━━━━━ Text block ━━━━━

3. Sudden Weight Loss
It’s difficult to tell whether a tortoise is losing weight or not because of the shell. You can get a scale and weigh your tortoise weekly to keep up with its weight. If you’re concerned, you can also pick up your pet and feel its weight in your hand.
It’s important to note that the weight of a tortoise is apt to fluctuate especially after brumation, but a sudden drastic drop in weight requires a veterinary examination. A tortoise that is at the right weight should feel solid and heavy when you pick them up. Sudden weight loss can be caused by various issues, including digestive problems and infections.
4. Refusing to Leave its Shell
If your tortoise refuses to leave its shell for quite some time, you should take your pet to the vet. Tortoises that are dying tend to hang their legs out of their shell in their last moments. If your pet is hiding, and it’s not in brumation, it’s hiding for a reason. It could be sick or injured, so you need to try and coax it out of its cage to see if you can spot any visible problems.
If the tortoise doesn’t have any obvious signs of distress, keep an eye on it, and if it doesn’t come out of its shell soon, it’s best to take it to the vet for an examination.
5. Loss of Appetite
Another sign that your pet may be sick or dying is a loss of appetite. Tortoises have two starve days a week and should eat healthy food the other 5 days. It is possible that your tortoise just doesn’t like the food you’re giving it. However, it’s also possible that the environment you have your pet living in is too cold for it to digest its food properly, which makes it stop eating.
Loss of appetite can also be a sign that your tortoise is sick. It could have constipation or be impacted, which will cause it to stop eating. If you soak your tortoise in a warm bath, it should soften its stool. If the problem persists, it’s best to see a vet.
Make sure you check the tortoise’s stool for parasites, such as intestinal worms, and call your vet immediately if the worms are present. Your vet can prescribe Panacur to treat most worms but will be able to tell you more at your appointment.
6. Discharge from the Eyes or Nose
A sick or dying tortoise often has a discharge from its eyes or nose. A respiratory infection usually causes this and needs to be treated right away. Even if your tortoise seems to be breathing fine through a runny nose, a respiratory infection is dangerous and needs to be treated. If left unchecked, the condition can lead to pneumonia.

━━━━━ Supplied material ━━━━━

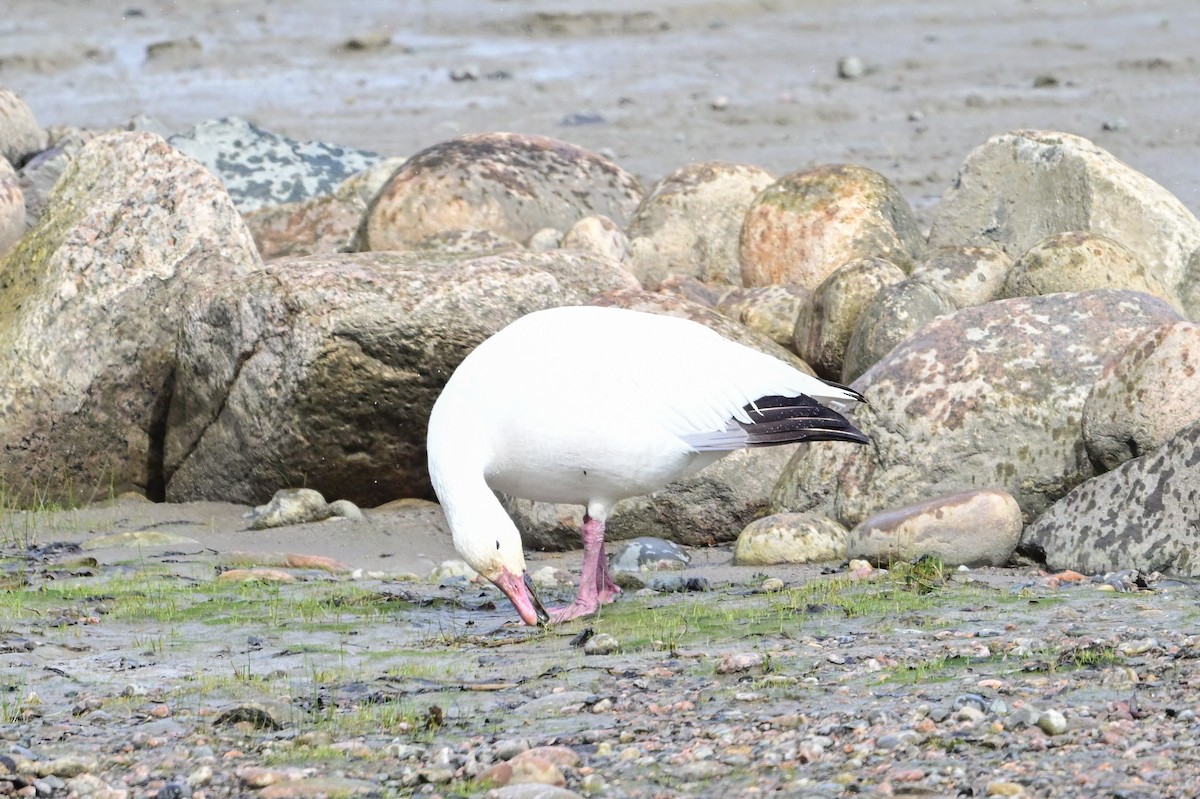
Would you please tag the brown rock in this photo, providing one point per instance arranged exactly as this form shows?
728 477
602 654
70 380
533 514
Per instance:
509 184
808 223
322 371
1145 395
975 528
966 276
690 222
89 307
825 325
321 224
1079 260
985 396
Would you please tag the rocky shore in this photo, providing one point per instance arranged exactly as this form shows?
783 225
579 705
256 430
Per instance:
994 598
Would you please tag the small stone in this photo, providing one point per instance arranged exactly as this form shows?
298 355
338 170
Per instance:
601 644
736 662
648 553
1053 722
345 509
851 67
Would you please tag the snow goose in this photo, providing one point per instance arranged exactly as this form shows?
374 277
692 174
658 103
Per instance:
592 404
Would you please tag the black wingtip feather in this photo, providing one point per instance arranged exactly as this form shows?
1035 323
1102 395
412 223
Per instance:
786 420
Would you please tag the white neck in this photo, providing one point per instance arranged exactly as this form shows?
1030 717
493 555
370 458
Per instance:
483 533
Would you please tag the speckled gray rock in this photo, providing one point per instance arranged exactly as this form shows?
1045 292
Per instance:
291 506
790 538
261 168
808 223
12 208
1141 515
690 222
509 184
973 528
319 224
965 276
825 325
1145 395
1019 187
90 310
891 317
21 136
989 396
1079 260
767 310
598 234
317 371
649 554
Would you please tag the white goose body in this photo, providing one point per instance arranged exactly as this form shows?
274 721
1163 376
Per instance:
593 404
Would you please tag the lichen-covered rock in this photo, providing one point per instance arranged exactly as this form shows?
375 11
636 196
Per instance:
90 301
598 234
319 224
966 276
1020 187
690 222
21 136
767 310
12 208
973 528
808 223
825 325
1079 260
1141 515
891 317
509 184
322 371
261 168
985 397
1144 396
790 538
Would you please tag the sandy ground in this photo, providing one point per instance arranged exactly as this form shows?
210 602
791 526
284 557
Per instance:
940 76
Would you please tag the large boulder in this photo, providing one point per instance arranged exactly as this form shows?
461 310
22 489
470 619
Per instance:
1020 187
987 397
509 184
891 317
825 325
1079 260
690 222
809 223
322 371
90 300
1141 515
1145 395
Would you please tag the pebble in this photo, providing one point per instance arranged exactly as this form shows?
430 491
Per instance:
1053 722
601 644
851 67
737 662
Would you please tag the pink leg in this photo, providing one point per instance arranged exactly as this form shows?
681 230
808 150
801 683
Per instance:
595 586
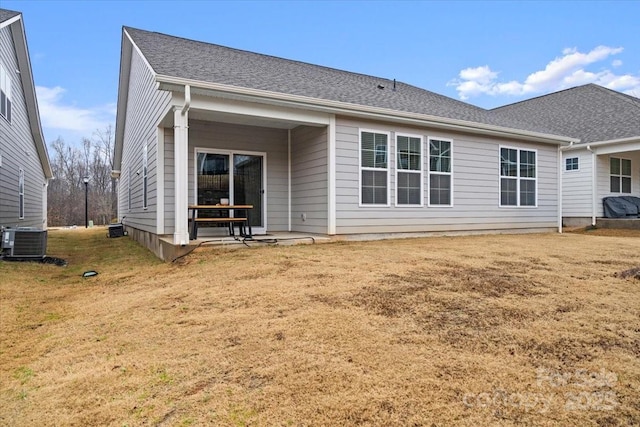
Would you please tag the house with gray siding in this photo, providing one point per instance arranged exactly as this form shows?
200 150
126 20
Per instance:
24 163
316 149
606 161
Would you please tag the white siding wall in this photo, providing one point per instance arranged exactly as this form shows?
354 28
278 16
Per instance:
604 182
146 106
230 137
309 179
476 190
577 197
18 150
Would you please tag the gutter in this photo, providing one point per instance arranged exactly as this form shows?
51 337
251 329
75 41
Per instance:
594 183
337 107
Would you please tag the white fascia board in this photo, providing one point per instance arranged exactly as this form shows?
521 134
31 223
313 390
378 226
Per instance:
28 86
616 145
257 110
10 21
345 108
621 142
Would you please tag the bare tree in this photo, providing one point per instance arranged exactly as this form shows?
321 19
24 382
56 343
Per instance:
94 159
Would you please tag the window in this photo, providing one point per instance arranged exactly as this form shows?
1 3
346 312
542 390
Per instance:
517 177
21 194
620 171
145 179
571 164
409 170
374 168
440 173
5 94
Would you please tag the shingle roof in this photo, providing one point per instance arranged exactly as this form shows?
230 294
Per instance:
7 14
590 112
206 62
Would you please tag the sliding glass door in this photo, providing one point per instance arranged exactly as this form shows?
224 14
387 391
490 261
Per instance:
236 176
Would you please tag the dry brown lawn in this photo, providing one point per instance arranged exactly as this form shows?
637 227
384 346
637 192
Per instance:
478 330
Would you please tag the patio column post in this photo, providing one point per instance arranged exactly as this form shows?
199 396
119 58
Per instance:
181 176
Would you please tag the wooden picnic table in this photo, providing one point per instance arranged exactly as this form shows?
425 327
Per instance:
230 219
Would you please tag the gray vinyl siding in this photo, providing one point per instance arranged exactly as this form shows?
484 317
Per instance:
476 186
577 197
18 150
145 107
309 179
169 182
232 137
604 182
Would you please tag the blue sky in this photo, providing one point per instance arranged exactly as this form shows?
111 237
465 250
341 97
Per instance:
486 53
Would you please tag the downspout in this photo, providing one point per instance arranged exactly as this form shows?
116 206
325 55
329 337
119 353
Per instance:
594 183
187 100
560 185
560 189
289 179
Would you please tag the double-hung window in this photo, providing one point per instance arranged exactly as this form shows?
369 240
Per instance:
518 177
571 164
409 170
620 174
21 194
374 168
145 179
440 178
5 94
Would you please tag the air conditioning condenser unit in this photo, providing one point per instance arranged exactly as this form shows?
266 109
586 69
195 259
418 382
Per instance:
24 242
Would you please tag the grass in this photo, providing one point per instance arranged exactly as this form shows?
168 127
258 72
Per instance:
478 330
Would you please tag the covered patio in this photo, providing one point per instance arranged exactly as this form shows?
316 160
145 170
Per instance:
275 159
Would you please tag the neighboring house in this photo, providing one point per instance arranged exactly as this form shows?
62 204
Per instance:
606 162
24 163
316 149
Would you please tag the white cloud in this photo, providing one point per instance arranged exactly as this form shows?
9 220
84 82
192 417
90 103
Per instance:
566 71
62 118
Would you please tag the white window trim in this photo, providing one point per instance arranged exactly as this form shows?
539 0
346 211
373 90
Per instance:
420 172
145 176
21 193
565 164
387 169
429 173
620 175
517 178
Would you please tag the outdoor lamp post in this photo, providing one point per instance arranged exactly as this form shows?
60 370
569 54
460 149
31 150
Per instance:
86 201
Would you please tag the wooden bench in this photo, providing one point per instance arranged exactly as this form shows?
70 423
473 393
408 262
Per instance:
226 212
230 222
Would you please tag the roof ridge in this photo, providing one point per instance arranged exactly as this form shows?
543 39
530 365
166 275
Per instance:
544 96
625 97
280 58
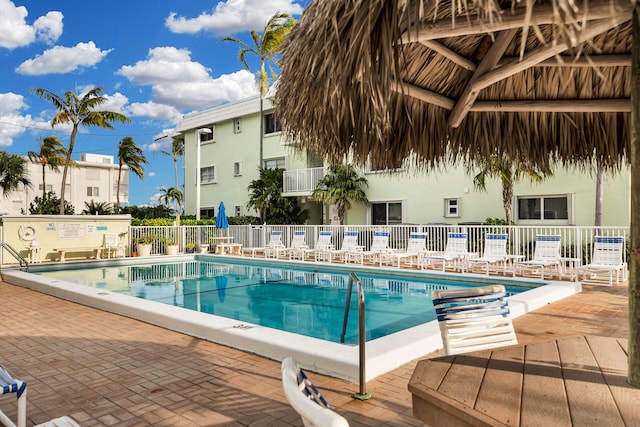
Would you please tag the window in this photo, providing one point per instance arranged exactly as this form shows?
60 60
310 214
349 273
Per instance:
277 163
209 136
271 124
237 169
556 208
208 175
452 207
386 213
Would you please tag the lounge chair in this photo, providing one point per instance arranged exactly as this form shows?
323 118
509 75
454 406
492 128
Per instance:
473 319
494 256
606 260
455 251
349 244
275 241
305 398
322 244
298 243
415 248
546 256
379 245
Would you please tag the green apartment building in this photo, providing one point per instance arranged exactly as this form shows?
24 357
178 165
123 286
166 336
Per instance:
229 160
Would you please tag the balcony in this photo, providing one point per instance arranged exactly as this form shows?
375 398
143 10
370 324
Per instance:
302 182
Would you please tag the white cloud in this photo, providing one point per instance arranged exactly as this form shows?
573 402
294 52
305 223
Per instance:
60 60
12 122
15 32
233 16
178 83
165 64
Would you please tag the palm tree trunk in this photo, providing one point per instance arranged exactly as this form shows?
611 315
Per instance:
634 253
599 193
72 143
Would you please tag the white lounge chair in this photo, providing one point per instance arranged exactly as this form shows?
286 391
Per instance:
322 244
606 260
379 245
494 256
474 319
349 244
415 247
546 256
305 398
275 241
454 252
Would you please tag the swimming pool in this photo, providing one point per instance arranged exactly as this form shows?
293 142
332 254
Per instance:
302 301
98 288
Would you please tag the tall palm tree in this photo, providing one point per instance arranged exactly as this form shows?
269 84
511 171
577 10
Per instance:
266 47
509 172
78 111
131 155
172 195
13 172
341 186
52 153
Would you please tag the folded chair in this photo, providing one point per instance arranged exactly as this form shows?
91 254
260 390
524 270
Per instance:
322 244
275 241
455 251
494 258
379 245
606 260
415 248
473 319
305 398
546 256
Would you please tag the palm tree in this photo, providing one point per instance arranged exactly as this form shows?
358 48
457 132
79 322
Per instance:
52 153
266 46
78 111
13 172
509 172
169 195
131 155
341 186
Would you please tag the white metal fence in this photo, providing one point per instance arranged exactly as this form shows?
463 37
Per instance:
576 241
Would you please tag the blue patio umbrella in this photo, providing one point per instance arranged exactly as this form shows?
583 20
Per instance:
221 286
221 218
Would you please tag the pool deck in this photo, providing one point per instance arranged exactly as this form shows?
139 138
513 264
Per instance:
105 369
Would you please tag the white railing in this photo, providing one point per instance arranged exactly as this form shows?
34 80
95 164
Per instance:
576 241
302 180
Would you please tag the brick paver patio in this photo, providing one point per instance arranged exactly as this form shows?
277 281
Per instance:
105 369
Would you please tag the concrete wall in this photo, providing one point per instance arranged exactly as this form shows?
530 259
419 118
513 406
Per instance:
55 231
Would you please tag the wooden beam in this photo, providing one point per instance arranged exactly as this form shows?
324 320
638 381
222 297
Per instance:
450 54
462 25
543 53
555 106
425 95
488 63
581 62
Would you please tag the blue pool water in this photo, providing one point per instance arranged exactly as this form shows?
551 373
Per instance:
303 301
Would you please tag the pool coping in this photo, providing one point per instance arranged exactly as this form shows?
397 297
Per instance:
337 360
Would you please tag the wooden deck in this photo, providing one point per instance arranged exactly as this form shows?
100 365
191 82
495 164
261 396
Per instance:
578 380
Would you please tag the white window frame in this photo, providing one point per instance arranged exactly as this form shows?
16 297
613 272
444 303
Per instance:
452 207
207 169
570 210
237 168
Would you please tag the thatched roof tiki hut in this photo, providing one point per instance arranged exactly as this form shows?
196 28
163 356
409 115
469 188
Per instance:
433 81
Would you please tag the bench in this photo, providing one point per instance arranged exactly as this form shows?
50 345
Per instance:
63 251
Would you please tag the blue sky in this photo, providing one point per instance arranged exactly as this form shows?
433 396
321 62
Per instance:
157 60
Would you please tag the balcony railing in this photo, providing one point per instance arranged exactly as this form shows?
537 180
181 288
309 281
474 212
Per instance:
303 180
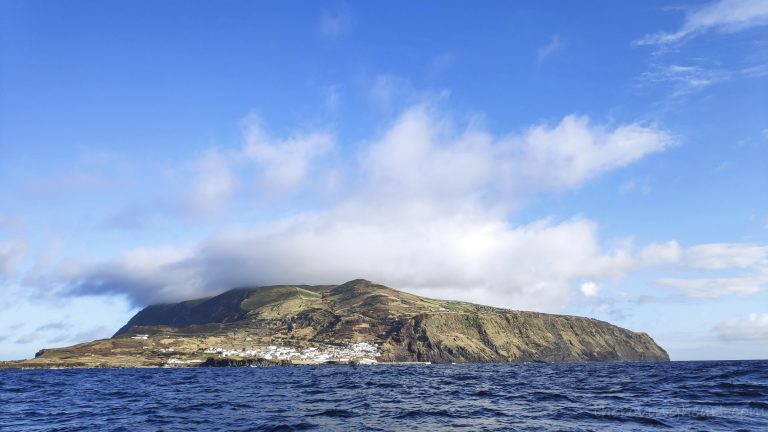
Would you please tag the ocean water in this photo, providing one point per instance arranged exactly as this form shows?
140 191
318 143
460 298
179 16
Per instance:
726 396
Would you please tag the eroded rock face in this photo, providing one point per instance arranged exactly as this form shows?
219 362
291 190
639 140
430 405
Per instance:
405 326
514 337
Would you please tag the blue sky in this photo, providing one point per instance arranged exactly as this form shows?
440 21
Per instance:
607 160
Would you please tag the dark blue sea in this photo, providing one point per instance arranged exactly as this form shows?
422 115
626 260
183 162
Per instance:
726 396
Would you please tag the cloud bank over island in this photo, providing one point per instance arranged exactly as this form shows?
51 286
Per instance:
427 205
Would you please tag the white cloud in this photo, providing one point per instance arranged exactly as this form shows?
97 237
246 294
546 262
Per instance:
11 254
725 16
661 253
554 45
590 289
715 256
213 186
421 213
575 151
482 260
752 259
684 80
284 163
753 327
335 23
717 286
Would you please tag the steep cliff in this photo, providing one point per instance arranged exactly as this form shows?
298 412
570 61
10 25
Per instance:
406 328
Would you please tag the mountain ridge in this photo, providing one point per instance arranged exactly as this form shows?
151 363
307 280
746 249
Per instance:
403 326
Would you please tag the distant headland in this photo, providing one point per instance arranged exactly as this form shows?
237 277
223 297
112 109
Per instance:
358 322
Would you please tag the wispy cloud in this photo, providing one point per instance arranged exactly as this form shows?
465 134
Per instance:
684 80
751 259
11 254
422 213
334 23
753 327
726 16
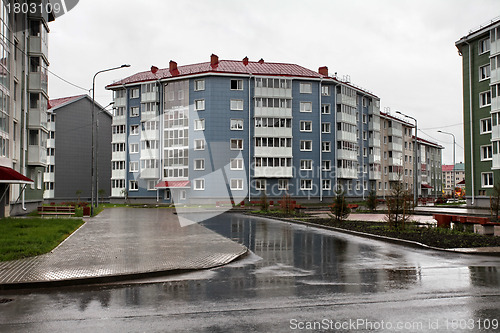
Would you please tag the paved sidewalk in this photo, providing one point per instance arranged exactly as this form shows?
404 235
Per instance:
123 243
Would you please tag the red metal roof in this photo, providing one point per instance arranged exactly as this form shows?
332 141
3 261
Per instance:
11 176
223 66
53 103
175 183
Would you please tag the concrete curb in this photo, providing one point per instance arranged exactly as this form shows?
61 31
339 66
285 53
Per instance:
382 238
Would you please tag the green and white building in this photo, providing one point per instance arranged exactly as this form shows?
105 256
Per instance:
480 51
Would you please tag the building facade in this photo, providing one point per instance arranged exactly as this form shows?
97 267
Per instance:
480 51
23 107
69 149
235 129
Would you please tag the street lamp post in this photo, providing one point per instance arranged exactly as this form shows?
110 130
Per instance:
415 160
94 158
454 177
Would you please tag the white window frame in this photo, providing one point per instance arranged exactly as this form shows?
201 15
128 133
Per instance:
199 85
236 124
485 181
236 164
238 182
304 182
305 87
199 124
304 144
305 106
200 167
199 105
236 105
306 126
199 184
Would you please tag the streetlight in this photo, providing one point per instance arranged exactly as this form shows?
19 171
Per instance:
94 166
453 135
415 164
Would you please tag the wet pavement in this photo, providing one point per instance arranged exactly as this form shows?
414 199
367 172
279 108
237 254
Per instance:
295 277
123 243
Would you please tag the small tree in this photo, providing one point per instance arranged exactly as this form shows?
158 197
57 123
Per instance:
264 204
495 202
372 201
399 206
340 209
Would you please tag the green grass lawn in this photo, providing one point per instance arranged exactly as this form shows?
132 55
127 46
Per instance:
27 237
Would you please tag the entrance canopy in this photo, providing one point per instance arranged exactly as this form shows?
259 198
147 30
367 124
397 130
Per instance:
11 176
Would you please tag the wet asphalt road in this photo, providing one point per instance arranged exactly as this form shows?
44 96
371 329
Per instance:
296 277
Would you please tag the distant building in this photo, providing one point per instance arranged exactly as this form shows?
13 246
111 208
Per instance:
69 146
448 177
480 51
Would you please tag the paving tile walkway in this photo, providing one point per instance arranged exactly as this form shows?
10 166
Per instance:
123 242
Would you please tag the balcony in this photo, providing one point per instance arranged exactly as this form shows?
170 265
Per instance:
37 156
273 172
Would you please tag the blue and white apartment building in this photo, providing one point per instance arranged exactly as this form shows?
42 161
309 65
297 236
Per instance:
229 130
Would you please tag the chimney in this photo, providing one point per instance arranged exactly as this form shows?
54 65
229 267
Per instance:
214 61
323 71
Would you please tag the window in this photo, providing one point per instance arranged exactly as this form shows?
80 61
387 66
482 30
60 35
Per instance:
306 184
199 164
134 148
199 104
484 72
305 145
305 88
325 128
485 99
305 126
283 184
305 164
133 185
236 124
485 126
325 90
199 124
326 146
486 153
487 179
236 164
236 104
236 184
199 144
305 107
236 144
199 85
484 45
236 84
134 93
134 167
134 129
260 184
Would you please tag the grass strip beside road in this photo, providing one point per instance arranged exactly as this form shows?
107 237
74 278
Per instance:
27 237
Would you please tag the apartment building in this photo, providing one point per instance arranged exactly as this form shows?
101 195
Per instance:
23 108
225 129
480 52
69 149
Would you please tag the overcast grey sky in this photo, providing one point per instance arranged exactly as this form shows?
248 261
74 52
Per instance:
402 51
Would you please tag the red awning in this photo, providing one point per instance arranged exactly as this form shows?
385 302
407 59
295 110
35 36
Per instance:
175 183
11 176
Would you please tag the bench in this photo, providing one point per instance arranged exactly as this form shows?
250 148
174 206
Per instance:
56 210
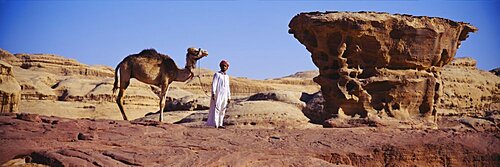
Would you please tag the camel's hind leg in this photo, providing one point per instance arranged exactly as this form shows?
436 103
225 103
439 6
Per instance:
163 93
124 82
119 101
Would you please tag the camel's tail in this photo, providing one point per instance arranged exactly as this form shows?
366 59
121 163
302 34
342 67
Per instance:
115 85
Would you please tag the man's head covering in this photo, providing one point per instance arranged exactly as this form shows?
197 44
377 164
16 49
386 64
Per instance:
224 62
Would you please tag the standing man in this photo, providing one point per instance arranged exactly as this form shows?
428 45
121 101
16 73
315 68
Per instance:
220 96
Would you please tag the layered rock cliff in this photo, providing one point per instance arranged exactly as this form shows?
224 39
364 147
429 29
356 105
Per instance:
379 63
10 91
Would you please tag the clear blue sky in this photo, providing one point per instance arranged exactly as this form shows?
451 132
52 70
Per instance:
252 35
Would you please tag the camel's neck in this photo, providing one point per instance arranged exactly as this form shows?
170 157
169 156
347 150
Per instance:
184 75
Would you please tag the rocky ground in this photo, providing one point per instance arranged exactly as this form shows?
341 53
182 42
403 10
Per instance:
57 141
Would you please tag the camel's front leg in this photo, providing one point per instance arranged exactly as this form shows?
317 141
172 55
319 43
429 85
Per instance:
119 101
163 93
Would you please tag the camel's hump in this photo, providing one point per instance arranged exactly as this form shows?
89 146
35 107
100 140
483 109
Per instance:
151 53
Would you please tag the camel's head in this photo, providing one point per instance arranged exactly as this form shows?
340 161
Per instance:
193 55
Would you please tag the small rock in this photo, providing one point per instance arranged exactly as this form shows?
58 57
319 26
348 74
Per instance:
29 117
82 136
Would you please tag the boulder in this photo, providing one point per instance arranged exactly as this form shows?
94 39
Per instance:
10 90
314 109
373 62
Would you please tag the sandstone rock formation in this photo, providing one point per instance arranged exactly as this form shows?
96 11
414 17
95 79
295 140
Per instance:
373 63
10 91
468 90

━━━━━

* _Exercise instructions_
Continue the text about signs of illness in tortoises from the point where it ends. The data has no connection to the text about signs of illness in tortoises.

* _Task response_
7. Refusing to Drink
As with any animal, tortoises must be hydrated to survive. A tortoise will rarely live more than 7 days if it is dehydrated. So, if your pet isn’t drinking and hasn’t drunk anything in 2 days, it’s at risk of severe hydration and needs to be seen by a vet.
This is even worse if the tortoise has a pre-existing condition or is older. Here are a few conditions that dehydration in your tortoise can cause.
You can put your tortoise in lukewarm water with Pedialyte to help it from becoming dehydrated if it’s refusing to drink. However, getting the tortoise to the vet right away is extremely important, as dehydration can be fatal to your reptile friend.
8. Uncharacteristic Aggression
Tortoises will often hiss when they are irritable, but for the most part, you can expect your pet to be even-tempered. A sign that your pet is sick or dying is when it shows uncharacteristic aggression. This can happen during mating season and if their living conditions don’t suit them.
However, if your tortoise suddenly starts biting and headbutting you when you get near it, there could be something wrong, so make an appointment with your vet.
Tortoises are normally even-tempered and tolerant of busy households. However, many tortoise keepers don’t realize when their pets are sick or dying. Their shells hide their bodies and make it challenging to determine if they’ve lost weight, and they don’t cry out when they’re in pain, like some pets. However, if you feed your tortoise a healthy diet and provide a suitable environment, you can tell when its appearance or behavior is off. Your veterinarian can help if you’re ever concerned about how your tortoise acts or looks.